:: ACTION ITEM ::
Exclude the images and repeat all remaining entries exactly.

Segment Open

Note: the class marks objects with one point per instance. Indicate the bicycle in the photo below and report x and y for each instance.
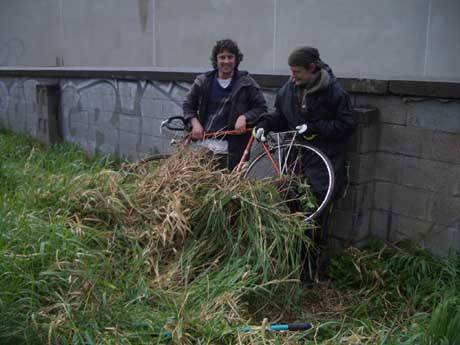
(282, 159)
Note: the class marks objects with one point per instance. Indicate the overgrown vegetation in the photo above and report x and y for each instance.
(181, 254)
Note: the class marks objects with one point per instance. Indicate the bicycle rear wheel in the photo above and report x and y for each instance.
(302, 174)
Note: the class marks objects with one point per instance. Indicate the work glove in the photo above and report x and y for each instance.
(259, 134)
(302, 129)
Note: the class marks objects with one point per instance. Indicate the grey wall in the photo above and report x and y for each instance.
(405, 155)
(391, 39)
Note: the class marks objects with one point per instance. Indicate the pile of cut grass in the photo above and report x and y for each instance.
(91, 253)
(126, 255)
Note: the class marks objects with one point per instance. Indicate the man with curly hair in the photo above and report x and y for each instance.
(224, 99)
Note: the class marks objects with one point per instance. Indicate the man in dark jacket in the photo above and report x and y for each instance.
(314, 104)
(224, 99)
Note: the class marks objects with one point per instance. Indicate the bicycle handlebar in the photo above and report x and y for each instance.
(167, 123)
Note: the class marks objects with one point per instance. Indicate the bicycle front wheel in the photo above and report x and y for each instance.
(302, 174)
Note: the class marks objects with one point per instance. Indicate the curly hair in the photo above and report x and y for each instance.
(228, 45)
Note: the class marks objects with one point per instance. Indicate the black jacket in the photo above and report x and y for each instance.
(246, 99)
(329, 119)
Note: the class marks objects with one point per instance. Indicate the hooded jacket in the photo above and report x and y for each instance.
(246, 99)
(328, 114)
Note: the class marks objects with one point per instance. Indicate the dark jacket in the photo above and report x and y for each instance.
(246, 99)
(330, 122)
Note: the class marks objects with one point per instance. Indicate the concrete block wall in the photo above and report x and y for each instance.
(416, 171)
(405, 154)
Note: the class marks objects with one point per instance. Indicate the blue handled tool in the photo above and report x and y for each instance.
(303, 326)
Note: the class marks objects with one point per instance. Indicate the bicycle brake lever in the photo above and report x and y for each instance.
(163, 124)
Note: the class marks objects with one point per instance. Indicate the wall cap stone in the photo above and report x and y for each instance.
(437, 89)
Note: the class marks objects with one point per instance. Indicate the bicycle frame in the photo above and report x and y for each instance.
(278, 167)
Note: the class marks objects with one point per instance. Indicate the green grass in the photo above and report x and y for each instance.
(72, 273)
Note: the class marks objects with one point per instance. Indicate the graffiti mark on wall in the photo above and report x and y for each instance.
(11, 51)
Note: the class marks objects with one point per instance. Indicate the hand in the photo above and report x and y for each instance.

Segment Closed

:: SOLUTION TO THIS PROBLEM ::
Note: the class marks objects with one point per instance. Indicate the bicycle in the photo below and report x and y for each instance.
(282, 159)
Note: the class marks objects with one point per instance. Indicate the overgrown vegetation in the photo above and report x and y for each instance.
(181, 254)
Note: the class marks objects with one point per instance. Indicate the bicycle rear wheel in the photo above and report x and y for each instance.
(302, 174)
Note: the class marks objects with one point per instance. Indicate the work glove in the photo above and report x and y for each instance.
(259, 134)
(302, 129)
Note: the class marks objects with one point per instance. Indicate the grey wall in the photo above and report x and y for each instance.
(405, 155)
(391, 39)
Note: the class marks objects with one point per instance. Indicate the pile of cut grass in the photo above and report x and y for each instance.
(91, 253)
(126, 255)
Note: the class marks objects with one point per instance. Indicate the man with curly hair in the photo above and report x and y for each instance.
(224, 99)
Note: the class marks objects with one point per instance. Indicate the man in dark jacket in the photo above and report x and y for each instance.
(314, 104)
(224, 99)
Note: the class marks objects with one point per instance. Indicate the bicycle handlebar in the photo above and report x and y for each instance.
(167, 123)
Note: the class marks objects with one point per instance. Indicate the bicycle front wheel in the photo above and report x and y for each instance.
(302, 174)
Note: the class marks objects with one point per instance. Indicate the curly hair in the photo above and report x and y for each instance.
(228, 45)
Note: the class marks objects with one point per instance. Indicate the black jacket in the photo above and report x and y for each instance.
(246, 99)
(329, 119)
Note: the class marks objects with one point per instance. Indicate the hooded jacket in the photo above and report x and y for each instance.
(246, 99)
(328, 114)
Note: the class marks objects with one point per instance. Indicate the dark jacket in the photo above and report x and y for each instance.
(246, 99)
(330, 122)
Note: the class marks objects with one point per instance. Indicate the concrete block wall in the photo above and report x and y for each instance.
(416, 171)
(405, 154)
Note: the class marks objects with one point per instance. Indicate the blue handled tool in the photo above and report x and y for each instance.
(303, 326)
Note: the class marks objects with one point per instance. Indicate the bicycle brake lever in the photo above and report x and y for each instance.
(163, 124)
Note: the class marks objects with one point per instance. Indicate the wall cap stone in the photo above and report x and y for each instance.
(437, 89)
Note: the class marks objects with one point per instance. Indicate the bicycle frame in the photo above and report x and y for each instance.
(278, 167)
Note: the class marks objects with one point per instance. Indicate the green grass in the photo above and report x and y for each instance.
(72, 273)
Note: the class marks objects with one point per instance. Indicate the graffiti mark on wall in the photo above and report x and y for each instance.
(11, 51)
Note: the class marks objects with one point per instance. Indicate the hand in the photo above and report x and y for each instance.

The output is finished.